Activity
The full listing should be set down again precisely.

The records
((
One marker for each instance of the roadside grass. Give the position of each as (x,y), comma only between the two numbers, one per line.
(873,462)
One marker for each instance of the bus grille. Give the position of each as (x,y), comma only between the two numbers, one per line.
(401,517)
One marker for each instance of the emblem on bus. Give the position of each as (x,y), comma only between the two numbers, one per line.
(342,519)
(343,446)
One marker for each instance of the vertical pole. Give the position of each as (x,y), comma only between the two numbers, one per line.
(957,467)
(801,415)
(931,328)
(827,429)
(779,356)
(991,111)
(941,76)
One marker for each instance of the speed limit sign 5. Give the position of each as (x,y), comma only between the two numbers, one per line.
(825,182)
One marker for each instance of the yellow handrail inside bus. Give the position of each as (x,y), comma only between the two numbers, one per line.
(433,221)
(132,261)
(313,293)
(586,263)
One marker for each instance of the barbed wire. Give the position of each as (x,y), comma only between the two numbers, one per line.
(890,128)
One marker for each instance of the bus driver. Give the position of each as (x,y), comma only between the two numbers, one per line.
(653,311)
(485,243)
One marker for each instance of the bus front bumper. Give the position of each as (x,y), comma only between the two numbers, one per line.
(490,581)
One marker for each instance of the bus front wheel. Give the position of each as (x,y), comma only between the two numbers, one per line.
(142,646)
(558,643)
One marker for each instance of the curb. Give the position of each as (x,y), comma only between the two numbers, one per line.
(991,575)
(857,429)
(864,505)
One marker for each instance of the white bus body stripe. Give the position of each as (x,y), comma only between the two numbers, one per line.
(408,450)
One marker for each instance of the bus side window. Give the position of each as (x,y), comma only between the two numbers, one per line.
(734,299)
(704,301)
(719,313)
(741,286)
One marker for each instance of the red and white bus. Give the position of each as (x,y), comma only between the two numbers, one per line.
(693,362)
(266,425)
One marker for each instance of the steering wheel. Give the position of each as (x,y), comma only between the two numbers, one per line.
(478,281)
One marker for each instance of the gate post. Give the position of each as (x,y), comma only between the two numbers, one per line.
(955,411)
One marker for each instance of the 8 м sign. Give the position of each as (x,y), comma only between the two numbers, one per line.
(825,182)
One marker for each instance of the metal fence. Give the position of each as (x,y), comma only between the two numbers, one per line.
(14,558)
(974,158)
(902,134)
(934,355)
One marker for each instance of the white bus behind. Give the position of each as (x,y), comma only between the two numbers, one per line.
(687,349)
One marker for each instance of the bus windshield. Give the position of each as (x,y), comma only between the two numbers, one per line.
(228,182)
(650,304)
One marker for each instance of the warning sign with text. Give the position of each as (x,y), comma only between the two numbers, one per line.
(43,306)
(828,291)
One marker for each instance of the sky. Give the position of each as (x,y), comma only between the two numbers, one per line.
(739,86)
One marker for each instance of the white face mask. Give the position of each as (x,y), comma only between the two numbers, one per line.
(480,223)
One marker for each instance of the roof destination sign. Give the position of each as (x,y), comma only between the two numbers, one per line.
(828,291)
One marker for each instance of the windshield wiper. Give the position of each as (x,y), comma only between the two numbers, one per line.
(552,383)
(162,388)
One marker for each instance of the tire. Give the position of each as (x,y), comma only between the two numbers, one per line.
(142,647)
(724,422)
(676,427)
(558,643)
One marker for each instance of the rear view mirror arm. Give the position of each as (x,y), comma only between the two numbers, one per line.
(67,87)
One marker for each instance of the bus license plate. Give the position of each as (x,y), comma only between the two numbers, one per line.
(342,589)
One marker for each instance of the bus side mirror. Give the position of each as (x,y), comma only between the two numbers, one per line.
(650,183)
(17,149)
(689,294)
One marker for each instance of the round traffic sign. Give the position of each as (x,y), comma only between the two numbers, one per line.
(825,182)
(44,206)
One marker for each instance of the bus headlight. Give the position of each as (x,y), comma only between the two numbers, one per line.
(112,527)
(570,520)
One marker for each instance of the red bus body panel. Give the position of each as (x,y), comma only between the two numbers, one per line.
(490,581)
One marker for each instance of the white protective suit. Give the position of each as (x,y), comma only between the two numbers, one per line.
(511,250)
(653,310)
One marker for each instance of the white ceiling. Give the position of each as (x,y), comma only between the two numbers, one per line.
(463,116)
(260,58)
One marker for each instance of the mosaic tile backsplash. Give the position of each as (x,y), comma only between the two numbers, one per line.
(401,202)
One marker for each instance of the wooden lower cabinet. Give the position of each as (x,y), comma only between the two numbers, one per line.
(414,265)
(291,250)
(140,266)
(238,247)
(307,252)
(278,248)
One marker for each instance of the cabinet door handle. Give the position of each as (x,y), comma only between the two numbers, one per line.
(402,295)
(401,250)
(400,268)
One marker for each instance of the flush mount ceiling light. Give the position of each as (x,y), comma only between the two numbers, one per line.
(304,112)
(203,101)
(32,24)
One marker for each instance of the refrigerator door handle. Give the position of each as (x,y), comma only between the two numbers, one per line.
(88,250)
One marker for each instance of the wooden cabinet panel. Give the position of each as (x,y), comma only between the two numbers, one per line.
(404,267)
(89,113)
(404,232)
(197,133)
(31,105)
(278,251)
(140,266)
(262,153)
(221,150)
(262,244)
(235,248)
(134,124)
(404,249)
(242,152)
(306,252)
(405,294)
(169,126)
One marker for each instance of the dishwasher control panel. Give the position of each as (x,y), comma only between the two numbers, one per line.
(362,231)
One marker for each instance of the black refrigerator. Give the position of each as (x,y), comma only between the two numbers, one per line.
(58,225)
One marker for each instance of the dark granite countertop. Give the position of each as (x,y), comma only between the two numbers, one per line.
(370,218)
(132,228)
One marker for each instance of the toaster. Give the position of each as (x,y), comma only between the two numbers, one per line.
))
The completed task
One marker for each instance of the roadside grass. Give the position of each as (x,y), comma only between the two numbers, one per line.
(873,462)
One marker for each instance of the bus grille. Give the position of each as (x,y), comma only between the two numbers, one per line.
(401,517)
One marker for each instance of the emblem on bus. Give the position of each as (x,y), comma only between the two numbers, one per line.
(342,519)
(343,446)
One marker for each instance of the vertical pole. Give the position of each as (x,y), comma only between the two numbers, one per line.
(957,467)
(801,415)
(931,328)
(827,429)
(779,356)
(991,111)
(941,76)
One marker for each instance of the speed limit sign 5. Give the position of each as (x,y), comma only between the two numbers, one per line.
(825,182)
One marker for each instance of the yellow handrail inside bus. Give the position of each as (x,y), comma only between the two numbers, one per line.
(433,221)
(132,261)
(313,293)
(586,263)
One marker for each instance of the barbed wire. Give the position of each as (x,y), comma only between the two numbers, one per line.
(890,128)
One marker for each instance of the bus driver. Give the position of each as (x,y), comma only between the two numbers, one per line.
(653,311)
(485,243)
One marker for each instance of the bus front bumper. Give the position of each as (x,y), comma only between the two numbers, one per line.
(490,581)
One marker for each instance of the bus front wheel. Give the position of each as (x,y), comma only between the two numbers, one per line.
(142,646)
(558,643)
One marker for each instance of the curb. Give the position of each as (x,y), comma only between the two numbers, one per line.
(991,575)
(857,429)
(864,505)
One marker for each instance of the white bus body stripe. Give the position of each as (x,y), comma only between the two numbers, one per line.
(408,450)
One marker for each instance of the bus side window. Give the position of each as (x,y), comma only between the two numbers, one per line.
(734,299)
(704,301)
(719,313)
(741,286)
One marker for each instance of the red and white bus. Give the position of each as (x,y), comma only between the two numbers, one per line.
(693,362)
(266,425)
One marker for each instance of the steering wheel. Give the position of each as (x,y), comma only between the two numbers, one per line.
(478,281)
One marker for each instance of the gate post. Give the position of each as (x,y), comma only between the two numbers, one per line.
(955,411)
One marker for each instance of the 8 м sign. Give the position of each as (x,y), comma only between the two numbers, one per line.
(825,182)
One marker for each instance of the metal fence. Give the position of each as (x,y), comma only between the two numbers, one per line.
(14,558)
(974,158)
(902,134)
(934,355)
One marker for each instance of the white bus behind. Give the position of each as (x,y), comma only between the two numbers, one per line.
(687,349)
One marker for each instance of the bus windshield. Give the position of each as (x,y), comma only between the two numbers, one per line.
(228,182)
(650,304)
One marker for each instance of the warning sign with text. Give the position of each as (x,y), comma only between the two numbers, one per line.
(43,306)
(828,291)
One marker for each instance of the sky. Give the position of each as (x,y), comma only between the two numbers, one per line.
(739,86)
One marker for each instance of the white face mask. Give the position of each as (x,y), comma only between the two numbers, one per line.
(480,223)
One marker for each instance of the roof destination sign. Give the position of each as (x,y), comma only between the two numbers, one per line.
(828,291)
One marker for each instance of the windshield wiper. Give the position of each as (x,y), comma only between the two numbers, one per line.
(552,383)
(162,388)
One marker for each instance of the tire. Give the position of each as (x,y), comma only between the two numbers, one per line.
(142,647)
(724,422)
(676,427)
(558,643)
One marker for each instance of the rear view mirror arm. Give the position of each as (x,y), comma only between the two numbers, one per line.
(67,87)
One marker for each instance of the bus license plate. Give the position of each as (x,y), comma only between the two numbers, one per line.
(342,589)
One marker for each instance of the bus side mirror. Give the position of each as (x,y), comma only between the two numbers, one per line.
(650,183)
(17,149)
(689,294)
One marker for each instance of the round traffic sign. Give the position of each as (x,y), comma only between the two numbers, one per line.
(825,182)
(44,206)
One marker for each instance of the bus headlight. Give the position of each as (x,y), comma only between the two numbers, one per line.
(112,527)
(570,520)
One marker for each instance of the red bus body panel. Give the position of each as (x,y), comma only between the two numbers, one per line.
(490,581)
One marker for each instance of the white protective suit. Give the position of each as (x,y), comma only between the two numbers, one per line.
(511,250)
(653,310)
One marker for each instance of the white ceiling. Give the position of each as (x,y), comma only between the two numbers, one per line.
(463,116)
(260,58)
One marker for each instance of the mosaic tile backsplash. Give the position of each as (x,y), comma only between the two numbers, one per line.
(401,202)
One marker for each instance of the wooden lower cabinet. Give the position of each as (x,y), comma only between the two numbers, one per line.
(414,265)
(291,250)
(140,266)
(238,247)
(307,252)
(278,248)
One marker for each instance of the cabinet door handle. Give the position of each as (x,y), comma only between the two numbers, one per line.
(402,295)
(401,250)
(400,268)
One marker for each instance of the flush mount ceiling light. Give the position of each as (x,y), comma only between the two numbers, one per line.
(304,112)
(203,101)
(32,24)
One marker for each instance of the refrigerator door handle. Give the position of each as (x,y), comma only between the two numbers, one per line.
(88,250)
One marker for each instance of the wooden cabinet panel. Give the position of each as (x,y), comma only between the two numbers, one per line.
(404,267)
(89,113)
(404,232)
(197,133)
(31,105)
(278,251)
(140,266)
(262,153)
(221,150)
(262,244)
(235,248)
(134,124)
(404,249)
(242,152)
(306,252)
(405,294)
(169,126)
One marker for each instance of the dishwasher control panel. Give the position of each as (x,y), comma only between the two numbers, one per line.
(362,231)
One marker for each instance of the black refrigerator. Give the position of each as (x,y), comma only between the two numbers, one per line.
(58,225)
One marker for each instance of the dark granite countertop. Give the position of each as (x,y), comma only between the two numbers, one per line.
(370,218)
(132,228)
One marker for each instance of the toaster. Give the position of each as (x,y), comma only between the two numbers, one per line.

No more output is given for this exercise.